> **INSTRUCTION**
Return every line of the material below without any change.

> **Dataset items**
######

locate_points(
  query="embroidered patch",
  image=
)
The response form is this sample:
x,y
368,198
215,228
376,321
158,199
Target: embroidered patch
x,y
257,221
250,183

######

> **SOLVED EXERCISE**
locate_points(
  query="embroidered patch",
  image=
)
The response form is this sample:
x,y
368,198
215,228
376,321
158,199
Target: embroidered patch
x,y
257,221
250,183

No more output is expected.